#### Excerpt to read
[BEGIN]

Although rapid analysis tools have been developed that are sufficient for many design efforts, those tools may not be accurate enough for revolutionary concepts subject to grueling flight conditions such as transonic or supersonic flight and extreme angles of attack. At such conditions, the simplifying assumptions of the rapid tools no longer hold. Accurate analysis of such concepts would require models that do not make those simplifying assumptions, with the corresponding increases in computational effort per analysis. As computational costs rise, exploration of the design space can become exceedingly expensive. If this expense cannot be reduced, decision-makers would be forced to choose between a thorough exploration of the design space using inaccurate models, or the analysis of a sparse set of options using accurate models. This problem is exacerbated as the number of free parameters increases, limiting the number of trades that can be investigated in a given time. In the face of limited resources, it can become critically important that only the most useful experiments be performed, which raises multiple questions: how can the most useful experiments be identified, and how can experimental results be used in the most effective manner?
This research effort focuses on identifying and applying techniques which could address these questions. The demonstration problem for this effort was the modeling of a reusable booster vehicle, which would be subject to a wide range of flight conditions while returning to its launch site after staging. Contour-based sampling, an adaptive sampling technique, seeks cases that will improve the prediction accuracy of surrogate models for particular ranges of the responses of interest. In the case of the reusable booster, contour-based sampling was used to emphasize configurations with small pitching moments; the broad design space included many configurations which produced uncontrollable aerodynamic moments for at least one flight condition. By emphasizing designs that were likely to trim over the entire trajectory, contour-based sampling improves the predictive accuracy of surrogate models for such designs while minimizing the number of analyses required.

[END]

#### What you will do
A) In the design analysis excerpt, what was the demonstration problem for the research effort?
B) Which flight conditions does the design analysis excerpt name as grueling for revolutionary concepts? List them all.
C) Pick up the design analysis excerpt where it stops and keep writing.

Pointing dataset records
[BEGIN]

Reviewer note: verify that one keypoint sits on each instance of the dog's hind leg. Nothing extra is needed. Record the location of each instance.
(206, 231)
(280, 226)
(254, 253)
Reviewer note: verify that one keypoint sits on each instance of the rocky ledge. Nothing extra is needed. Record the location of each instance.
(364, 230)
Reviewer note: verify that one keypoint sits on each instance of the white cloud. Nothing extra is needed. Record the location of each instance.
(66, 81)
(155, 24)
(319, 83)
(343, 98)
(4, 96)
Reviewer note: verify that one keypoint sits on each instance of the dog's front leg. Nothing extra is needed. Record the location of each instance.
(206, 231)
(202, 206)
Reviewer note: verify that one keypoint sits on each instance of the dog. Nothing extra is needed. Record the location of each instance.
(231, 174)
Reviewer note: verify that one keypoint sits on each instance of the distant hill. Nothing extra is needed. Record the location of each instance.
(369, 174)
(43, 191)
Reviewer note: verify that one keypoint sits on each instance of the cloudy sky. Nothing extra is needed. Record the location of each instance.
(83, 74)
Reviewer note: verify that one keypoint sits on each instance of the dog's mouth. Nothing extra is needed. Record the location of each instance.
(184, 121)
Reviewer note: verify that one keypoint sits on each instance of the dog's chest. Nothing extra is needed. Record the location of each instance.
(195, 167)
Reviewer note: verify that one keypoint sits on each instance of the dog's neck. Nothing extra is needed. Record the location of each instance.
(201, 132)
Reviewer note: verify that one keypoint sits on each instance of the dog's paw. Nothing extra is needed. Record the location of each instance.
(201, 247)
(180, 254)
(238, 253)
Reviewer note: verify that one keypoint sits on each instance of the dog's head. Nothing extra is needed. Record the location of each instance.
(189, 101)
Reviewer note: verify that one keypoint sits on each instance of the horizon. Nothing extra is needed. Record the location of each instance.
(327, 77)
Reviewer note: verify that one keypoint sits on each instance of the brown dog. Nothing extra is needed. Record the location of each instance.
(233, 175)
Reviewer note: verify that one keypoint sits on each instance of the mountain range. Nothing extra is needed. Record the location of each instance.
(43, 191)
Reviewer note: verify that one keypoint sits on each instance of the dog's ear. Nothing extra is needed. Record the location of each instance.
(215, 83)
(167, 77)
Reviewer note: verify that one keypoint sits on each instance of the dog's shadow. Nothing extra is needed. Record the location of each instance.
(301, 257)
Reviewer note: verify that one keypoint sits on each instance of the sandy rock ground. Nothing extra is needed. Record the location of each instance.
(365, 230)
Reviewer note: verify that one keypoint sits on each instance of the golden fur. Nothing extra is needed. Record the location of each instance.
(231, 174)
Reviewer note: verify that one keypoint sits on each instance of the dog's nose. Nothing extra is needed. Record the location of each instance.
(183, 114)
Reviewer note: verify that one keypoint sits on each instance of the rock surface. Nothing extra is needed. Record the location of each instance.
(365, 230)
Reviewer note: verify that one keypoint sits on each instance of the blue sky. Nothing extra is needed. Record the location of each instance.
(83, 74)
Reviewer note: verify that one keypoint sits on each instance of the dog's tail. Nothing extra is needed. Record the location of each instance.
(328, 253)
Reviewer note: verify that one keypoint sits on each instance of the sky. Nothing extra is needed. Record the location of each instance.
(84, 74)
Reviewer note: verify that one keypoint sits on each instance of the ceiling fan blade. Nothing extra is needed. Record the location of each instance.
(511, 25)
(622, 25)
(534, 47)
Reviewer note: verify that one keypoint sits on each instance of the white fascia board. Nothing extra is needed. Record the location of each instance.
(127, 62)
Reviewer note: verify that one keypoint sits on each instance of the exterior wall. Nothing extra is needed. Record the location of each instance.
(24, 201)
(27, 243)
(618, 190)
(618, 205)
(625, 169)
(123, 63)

[END]
[BEGIN]

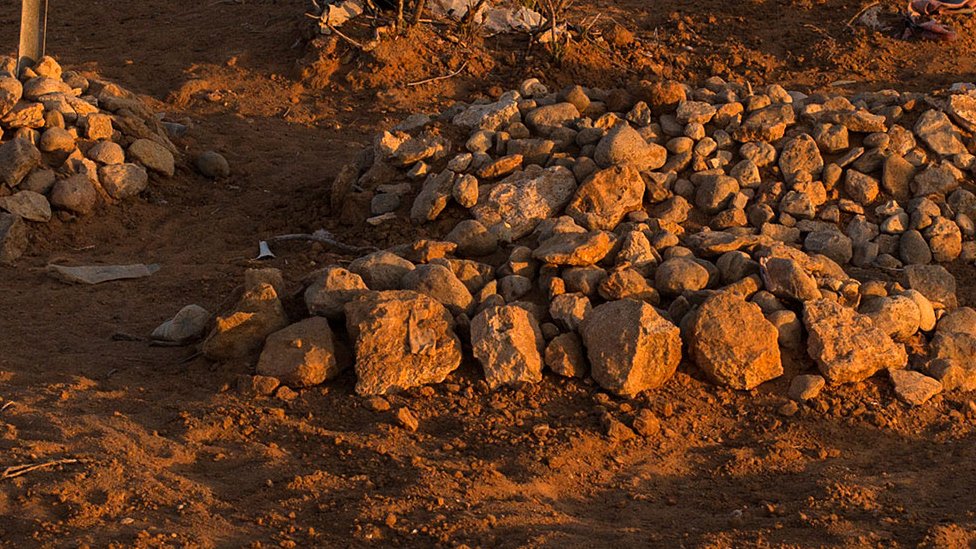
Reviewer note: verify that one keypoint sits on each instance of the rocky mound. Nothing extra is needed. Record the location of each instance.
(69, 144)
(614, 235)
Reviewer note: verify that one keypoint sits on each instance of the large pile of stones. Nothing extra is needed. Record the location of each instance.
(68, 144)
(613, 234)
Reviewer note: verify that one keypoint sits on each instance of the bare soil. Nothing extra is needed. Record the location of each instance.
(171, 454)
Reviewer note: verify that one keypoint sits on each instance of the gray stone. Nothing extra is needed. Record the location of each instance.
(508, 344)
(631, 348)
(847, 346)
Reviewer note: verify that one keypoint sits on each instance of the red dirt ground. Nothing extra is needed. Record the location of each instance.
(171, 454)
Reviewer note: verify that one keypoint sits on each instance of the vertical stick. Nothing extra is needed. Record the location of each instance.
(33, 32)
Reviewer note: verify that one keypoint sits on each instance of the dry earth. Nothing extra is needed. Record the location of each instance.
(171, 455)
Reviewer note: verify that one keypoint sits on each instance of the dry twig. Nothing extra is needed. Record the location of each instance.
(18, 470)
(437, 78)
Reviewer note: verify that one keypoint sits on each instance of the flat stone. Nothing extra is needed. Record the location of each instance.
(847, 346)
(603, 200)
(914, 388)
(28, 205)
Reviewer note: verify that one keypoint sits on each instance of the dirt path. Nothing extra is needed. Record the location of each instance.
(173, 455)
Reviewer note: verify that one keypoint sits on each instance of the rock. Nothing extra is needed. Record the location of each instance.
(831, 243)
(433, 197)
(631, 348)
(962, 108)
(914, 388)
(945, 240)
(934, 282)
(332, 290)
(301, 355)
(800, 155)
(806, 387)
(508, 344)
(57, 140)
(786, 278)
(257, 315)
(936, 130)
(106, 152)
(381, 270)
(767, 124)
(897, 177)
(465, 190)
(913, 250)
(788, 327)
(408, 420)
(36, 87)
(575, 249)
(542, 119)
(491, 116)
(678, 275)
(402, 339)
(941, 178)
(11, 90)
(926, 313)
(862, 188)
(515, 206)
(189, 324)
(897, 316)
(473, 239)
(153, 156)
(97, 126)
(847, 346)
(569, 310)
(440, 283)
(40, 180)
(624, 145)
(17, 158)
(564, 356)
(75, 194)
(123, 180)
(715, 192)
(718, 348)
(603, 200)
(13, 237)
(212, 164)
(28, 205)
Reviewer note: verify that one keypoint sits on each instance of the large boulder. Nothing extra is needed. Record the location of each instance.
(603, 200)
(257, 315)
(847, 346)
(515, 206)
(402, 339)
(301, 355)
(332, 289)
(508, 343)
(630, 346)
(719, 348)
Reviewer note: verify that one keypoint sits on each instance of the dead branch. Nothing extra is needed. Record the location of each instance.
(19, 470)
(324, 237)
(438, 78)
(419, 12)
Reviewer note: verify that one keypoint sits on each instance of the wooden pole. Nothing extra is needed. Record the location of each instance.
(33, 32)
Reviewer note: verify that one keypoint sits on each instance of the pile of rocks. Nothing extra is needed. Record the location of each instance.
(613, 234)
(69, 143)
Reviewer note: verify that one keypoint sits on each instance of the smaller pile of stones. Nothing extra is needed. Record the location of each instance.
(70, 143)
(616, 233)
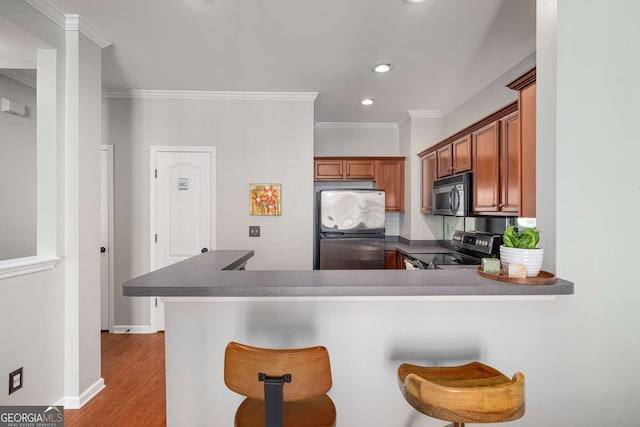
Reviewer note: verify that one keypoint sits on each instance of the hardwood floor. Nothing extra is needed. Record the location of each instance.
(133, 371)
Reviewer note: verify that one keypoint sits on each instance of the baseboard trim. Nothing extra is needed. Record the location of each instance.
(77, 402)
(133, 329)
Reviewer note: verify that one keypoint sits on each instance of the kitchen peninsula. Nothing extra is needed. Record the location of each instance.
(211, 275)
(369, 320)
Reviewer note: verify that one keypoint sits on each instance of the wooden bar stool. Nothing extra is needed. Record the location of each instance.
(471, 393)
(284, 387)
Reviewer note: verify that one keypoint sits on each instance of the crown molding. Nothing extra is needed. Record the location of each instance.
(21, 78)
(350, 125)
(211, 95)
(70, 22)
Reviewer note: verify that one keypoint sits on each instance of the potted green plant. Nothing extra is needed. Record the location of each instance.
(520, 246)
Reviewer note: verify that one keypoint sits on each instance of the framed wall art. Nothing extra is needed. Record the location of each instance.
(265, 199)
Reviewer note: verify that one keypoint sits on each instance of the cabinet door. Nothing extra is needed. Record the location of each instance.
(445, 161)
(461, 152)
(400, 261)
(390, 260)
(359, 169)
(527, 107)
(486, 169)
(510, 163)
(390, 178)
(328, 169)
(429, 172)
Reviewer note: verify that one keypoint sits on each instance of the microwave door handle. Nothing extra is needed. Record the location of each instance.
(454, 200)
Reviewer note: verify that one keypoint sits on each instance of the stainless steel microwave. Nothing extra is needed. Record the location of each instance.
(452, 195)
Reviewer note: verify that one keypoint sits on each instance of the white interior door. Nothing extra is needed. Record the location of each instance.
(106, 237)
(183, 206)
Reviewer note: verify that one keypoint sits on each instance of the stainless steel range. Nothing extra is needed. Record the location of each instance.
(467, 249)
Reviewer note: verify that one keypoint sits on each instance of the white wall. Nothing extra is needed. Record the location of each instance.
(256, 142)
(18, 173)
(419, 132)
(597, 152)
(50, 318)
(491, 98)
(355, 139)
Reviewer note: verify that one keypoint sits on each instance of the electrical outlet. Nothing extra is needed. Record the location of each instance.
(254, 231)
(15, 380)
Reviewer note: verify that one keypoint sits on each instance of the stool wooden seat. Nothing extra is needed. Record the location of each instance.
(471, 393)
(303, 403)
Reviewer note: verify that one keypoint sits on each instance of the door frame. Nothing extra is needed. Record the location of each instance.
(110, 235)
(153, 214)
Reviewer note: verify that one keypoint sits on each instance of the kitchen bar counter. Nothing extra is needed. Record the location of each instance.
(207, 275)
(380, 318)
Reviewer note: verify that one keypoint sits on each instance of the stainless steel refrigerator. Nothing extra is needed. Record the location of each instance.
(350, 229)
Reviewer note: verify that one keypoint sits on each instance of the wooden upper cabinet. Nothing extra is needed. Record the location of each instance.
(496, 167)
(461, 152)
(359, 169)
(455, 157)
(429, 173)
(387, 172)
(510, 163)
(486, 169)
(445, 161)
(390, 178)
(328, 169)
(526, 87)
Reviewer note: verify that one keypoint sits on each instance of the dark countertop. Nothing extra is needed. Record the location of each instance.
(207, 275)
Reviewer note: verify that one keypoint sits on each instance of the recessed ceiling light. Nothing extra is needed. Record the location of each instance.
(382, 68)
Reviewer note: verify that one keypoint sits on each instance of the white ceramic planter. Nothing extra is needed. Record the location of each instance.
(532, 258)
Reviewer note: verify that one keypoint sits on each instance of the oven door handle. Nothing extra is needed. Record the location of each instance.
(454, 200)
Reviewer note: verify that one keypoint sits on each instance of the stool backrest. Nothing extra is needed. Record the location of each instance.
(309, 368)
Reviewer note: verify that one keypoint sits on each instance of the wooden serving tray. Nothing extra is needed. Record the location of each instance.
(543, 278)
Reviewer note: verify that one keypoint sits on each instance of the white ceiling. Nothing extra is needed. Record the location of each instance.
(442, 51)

[END]

#### Responses by task
A) The modeling of a reusable booster vehicle.

B) Transonic flight, supersonic flight, and extreme angles of attack.

C)
The simplified models mentioned above, although less accurate for extreme flight conditions, can still be useful for analyzing performance at more common flight conditions. The simplified models may also offer insight into trends in the response behavior. Data from these simplified models can be combined with more accurate results to produce useful surrogate models with better accuracy than the simplified models but at less cost than if only expensive analyses were used. Of the data fusion techniques evaluated, Ghoreyshi cokriging was found to be the most effective for the problem at hand.
Lastly, uncertainty present in the data was found to negatively affect predictive accuracy of surrogate models. Most surrogate modeling techniques neglect uncertainty in the data and treat all cases as deterministic. This is plausible, especially for data produced by computer analyses which are assumed to be perfectly repeatable and thus truly deterministic. However, a number of sources of uncertainty, such as solver iteration or surrogate model prediction accuracy, can introduce noise to the data. If these sources of uncertainty could be captured and incorporated when surrogate models are trained, the resulting surrogate models would be less susceptible to that noise and correspondingly have better predictive accuracy. This was accomplished in the present effort by capturing the uncertainty information via nuggets added to the Kriging model.
By combining these techniques, surrogate models could be created which exhibited better predictive accuracy while selecting the most informative experiments possible. This significantly reduced the computational effort expended compared to a more standard approach using space-filling samples and data from a single source. The relative contributions of each technique were identified, and observations were made pertaining to the most effective way to apply the separate and combined methods.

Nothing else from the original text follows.